╭─ Input records
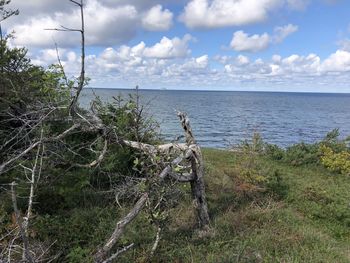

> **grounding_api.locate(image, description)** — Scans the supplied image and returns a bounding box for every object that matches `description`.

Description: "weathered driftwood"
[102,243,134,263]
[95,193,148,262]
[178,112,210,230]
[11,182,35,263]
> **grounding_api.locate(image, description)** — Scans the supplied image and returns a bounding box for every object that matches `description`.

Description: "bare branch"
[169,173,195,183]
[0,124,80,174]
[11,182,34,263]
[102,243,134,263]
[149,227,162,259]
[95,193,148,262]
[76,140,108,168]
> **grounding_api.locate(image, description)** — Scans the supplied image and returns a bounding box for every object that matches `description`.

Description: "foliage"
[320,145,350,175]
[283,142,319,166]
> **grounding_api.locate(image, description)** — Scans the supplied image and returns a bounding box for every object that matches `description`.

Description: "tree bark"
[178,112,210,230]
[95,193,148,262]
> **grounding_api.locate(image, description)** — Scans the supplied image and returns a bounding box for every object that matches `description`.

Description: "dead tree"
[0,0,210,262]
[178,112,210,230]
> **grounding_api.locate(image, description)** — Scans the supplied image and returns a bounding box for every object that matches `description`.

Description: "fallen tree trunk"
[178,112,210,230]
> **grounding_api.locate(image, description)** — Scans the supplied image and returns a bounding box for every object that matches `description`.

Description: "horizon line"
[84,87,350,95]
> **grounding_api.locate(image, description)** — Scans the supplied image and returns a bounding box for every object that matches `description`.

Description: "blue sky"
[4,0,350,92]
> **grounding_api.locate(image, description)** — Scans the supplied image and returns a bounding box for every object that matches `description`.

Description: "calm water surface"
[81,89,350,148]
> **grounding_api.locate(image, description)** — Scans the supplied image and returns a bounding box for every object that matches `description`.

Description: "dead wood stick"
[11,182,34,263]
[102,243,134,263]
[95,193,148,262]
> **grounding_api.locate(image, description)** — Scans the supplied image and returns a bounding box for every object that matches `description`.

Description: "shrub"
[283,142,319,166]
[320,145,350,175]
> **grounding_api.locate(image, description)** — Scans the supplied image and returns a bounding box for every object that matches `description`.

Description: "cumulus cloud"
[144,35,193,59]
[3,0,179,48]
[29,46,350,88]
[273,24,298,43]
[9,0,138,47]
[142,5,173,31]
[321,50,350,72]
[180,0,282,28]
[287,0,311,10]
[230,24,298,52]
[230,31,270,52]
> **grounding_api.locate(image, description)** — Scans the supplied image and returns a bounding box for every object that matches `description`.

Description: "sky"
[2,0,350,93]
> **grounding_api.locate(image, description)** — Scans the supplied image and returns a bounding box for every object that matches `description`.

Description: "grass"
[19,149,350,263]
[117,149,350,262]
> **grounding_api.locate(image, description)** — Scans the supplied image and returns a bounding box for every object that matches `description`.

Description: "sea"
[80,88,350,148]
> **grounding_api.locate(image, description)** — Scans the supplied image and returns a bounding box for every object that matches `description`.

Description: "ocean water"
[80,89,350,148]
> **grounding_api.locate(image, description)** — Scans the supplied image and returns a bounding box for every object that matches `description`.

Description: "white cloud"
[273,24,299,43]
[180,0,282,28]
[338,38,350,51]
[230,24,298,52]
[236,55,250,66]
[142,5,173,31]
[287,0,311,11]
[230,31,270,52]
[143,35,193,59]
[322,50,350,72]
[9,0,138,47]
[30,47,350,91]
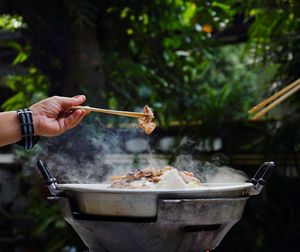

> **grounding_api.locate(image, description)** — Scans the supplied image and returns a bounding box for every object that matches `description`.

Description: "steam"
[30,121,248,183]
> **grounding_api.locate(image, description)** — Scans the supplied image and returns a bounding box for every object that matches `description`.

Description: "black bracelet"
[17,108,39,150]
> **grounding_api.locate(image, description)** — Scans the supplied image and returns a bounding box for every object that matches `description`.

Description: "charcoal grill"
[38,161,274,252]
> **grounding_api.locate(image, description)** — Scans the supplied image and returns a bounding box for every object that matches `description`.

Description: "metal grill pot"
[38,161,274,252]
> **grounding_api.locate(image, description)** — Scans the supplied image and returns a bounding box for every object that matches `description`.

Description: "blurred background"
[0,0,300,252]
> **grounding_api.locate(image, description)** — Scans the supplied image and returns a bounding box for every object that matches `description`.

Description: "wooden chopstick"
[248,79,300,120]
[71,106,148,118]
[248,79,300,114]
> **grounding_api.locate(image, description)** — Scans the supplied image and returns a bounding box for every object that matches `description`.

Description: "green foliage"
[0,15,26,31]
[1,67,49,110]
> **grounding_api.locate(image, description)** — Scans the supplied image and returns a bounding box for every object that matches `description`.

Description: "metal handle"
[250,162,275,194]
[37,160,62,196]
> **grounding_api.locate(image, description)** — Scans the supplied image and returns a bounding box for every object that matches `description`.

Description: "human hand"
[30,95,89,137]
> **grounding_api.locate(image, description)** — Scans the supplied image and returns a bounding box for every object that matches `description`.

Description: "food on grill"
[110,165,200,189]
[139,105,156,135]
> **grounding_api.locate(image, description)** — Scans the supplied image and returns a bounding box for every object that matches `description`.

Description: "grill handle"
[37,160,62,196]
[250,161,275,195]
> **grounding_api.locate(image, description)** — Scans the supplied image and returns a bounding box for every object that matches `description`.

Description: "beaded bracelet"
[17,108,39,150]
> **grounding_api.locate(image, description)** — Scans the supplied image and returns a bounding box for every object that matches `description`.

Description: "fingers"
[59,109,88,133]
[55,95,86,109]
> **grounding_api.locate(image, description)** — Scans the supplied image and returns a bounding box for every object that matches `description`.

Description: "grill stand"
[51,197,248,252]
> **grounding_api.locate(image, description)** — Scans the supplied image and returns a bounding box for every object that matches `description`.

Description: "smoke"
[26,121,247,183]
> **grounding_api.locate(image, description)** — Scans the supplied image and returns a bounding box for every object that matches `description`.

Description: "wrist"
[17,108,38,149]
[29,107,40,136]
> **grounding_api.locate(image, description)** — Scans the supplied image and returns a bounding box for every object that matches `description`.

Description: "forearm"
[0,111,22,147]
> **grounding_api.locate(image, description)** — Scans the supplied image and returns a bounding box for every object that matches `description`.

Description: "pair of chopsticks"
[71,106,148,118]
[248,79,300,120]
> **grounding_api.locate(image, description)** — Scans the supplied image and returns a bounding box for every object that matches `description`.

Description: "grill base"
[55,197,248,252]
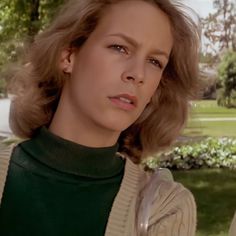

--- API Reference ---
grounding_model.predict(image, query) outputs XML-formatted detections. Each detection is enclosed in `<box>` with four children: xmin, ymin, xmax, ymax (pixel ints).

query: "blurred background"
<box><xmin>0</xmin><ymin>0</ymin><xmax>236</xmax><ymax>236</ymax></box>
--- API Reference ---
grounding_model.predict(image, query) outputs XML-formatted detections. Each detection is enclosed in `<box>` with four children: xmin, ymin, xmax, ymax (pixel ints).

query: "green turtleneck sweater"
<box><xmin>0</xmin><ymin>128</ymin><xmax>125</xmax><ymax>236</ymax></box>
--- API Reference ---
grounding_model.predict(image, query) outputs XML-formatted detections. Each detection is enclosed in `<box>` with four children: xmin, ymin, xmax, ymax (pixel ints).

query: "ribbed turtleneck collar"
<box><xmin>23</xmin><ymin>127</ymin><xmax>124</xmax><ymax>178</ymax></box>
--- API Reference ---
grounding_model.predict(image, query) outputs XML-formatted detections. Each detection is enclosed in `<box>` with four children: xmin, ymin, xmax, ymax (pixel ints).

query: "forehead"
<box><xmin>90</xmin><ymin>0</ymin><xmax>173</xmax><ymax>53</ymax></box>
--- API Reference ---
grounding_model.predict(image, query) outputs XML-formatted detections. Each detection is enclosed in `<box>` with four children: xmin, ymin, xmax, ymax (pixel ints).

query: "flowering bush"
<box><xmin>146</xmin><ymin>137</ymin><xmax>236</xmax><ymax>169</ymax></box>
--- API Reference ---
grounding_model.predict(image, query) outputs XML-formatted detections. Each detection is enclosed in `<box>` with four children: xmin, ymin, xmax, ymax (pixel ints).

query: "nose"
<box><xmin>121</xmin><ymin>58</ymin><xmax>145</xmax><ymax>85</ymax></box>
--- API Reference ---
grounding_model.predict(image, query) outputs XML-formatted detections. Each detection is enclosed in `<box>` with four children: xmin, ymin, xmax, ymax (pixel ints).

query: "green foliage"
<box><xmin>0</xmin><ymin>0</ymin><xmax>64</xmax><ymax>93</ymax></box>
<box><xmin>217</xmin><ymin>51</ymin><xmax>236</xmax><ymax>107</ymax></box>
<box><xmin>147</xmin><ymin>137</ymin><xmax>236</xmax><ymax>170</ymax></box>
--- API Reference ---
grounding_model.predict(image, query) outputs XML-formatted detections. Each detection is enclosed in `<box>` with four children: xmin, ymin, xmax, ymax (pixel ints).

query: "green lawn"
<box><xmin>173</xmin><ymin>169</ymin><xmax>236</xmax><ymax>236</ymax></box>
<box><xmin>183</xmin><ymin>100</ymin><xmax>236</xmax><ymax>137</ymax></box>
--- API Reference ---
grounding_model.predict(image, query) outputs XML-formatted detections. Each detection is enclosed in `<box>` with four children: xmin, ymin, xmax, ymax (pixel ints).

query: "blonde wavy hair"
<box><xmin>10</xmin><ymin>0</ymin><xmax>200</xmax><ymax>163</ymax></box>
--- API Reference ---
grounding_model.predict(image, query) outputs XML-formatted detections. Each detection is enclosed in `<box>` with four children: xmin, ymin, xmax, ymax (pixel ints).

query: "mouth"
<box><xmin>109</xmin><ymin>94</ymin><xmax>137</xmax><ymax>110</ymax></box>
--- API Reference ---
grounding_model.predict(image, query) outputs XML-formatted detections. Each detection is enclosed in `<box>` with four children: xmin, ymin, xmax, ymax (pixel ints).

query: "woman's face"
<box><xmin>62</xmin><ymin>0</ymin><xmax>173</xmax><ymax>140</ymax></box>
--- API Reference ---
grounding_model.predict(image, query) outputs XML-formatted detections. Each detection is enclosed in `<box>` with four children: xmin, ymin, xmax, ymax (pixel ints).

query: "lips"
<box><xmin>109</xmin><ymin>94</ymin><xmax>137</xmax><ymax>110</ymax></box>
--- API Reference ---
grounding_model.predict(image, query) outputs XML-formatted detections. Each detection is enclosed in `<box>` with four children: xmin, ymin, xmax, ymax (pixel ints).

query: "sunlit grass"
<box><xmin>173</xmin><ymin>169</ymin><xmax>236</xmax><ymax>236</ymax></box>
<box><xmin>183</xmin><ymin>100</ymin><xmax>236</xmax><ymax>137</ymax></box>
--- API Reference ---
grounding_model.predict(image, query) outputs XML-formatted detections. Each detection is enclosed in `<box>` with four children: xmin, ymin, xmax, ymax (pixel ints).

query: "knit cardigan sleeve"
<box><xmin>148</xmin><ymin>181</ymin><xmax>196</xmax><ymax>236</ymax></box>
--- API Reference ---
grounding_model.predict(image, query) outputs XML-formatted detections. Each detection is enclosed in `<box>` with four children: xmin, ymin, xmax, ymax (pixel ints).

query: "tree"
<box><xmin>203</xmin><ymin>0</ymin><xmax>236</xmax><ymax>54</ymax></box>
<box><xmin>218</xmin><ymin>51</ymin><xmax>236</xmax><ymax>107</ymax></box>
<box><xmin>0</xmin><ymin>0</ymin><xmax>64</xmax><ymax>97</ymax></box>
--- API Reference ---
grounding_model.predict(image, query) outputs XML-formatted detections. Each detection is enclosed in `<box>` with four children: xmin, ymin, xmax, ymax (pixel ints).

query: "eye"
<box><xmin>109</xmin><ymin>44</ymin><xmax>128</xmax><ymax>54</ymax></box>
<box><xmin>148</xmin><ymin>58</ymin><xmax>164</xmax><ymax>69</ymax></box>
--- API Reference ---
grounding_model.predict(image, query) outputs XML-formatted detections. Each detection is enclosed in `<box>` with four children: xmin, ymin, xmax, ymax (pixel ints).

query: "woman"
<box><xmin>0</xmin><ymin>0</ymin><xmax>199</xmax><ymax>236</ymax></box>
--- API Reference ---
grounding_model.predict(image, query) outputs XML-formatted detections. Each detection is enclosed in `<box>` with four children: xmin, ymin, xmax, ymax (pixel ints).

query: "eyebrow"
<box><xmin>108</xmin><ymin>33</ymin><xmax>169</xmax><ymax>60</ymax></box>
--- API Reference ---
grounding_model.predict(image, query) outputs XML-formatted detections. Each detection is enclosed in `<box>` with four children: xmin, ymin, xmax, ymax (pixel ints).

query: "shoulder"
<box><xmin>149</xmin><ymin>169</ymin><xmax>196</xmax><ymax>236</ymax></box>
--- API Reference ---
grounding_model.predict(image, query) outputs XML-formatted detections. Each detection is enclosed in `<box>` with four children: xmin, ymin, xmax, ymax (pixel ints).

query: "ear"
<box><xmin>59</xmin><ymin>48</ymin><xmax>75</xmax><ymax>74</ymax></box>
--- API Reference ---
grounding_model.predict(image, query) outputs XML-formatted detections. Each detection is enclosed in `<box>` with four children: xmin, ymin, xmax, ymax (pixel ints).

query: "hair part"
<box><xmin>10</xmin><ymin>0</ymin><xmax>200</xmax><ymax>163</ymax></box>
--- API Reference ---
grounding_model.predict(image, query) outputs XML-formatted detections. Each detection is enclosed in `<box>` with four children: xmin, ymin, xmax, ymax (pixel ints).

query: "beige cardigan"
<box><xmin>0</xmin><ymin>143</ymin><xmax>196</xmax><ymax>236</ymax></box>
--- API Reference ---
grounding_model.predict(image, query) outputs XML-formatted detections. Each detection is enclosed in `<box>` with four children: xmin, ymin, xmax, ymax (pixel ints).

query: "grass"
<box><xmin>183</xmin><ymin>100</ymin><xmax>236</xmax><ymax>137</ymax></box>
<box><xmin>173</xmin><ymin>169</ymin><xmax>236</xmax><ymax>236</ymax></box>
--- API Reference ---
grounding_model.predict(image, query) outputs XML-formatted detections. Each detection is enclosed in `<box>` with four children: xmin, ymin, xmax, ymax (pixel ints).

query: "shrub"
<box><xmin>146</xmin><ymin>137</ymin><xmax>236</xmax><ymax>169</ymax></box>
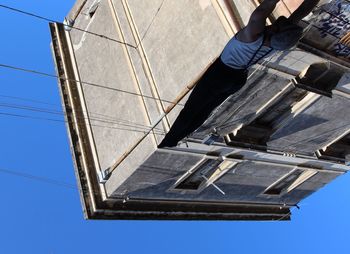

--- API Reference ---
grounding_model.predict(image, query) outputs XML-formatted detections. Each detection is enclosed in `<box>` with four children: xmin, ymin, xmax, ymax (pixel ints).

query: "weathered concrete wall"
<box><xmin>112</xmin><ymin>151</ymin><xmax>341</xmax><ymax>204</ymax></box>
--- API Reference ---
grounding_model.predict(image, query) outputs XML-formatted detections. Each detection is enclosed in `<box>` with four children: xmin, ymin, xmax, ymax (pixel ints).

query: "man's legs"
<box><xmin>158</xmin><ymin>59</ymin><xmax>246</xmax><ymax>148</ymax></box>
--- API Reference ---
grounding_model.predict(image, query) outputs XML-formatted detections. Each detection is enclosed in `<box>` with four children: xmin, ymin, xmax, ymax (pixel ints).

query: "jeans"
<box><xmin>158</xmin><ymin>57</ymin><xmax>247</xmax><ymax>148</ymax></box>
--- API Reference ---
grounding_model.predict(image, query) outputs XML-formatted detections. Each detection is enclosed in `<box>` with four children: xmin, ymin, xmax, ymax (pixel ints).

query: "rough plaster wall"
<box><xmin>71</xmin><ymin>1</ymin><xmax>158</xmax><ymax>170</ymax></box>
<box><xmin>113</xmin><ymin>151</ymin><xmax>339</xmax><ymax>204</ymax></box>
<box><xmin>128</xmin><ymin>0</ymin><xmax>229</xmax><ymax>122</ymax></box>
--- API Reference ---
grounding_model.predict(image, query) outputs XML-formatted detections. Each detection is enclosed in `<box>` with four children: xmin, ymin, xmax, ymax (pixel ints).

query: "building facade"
╰─
What is being asked: Return every line of the data above that contains the word "blurred".

Result:
Description: "blurred background"
query: "blurred background"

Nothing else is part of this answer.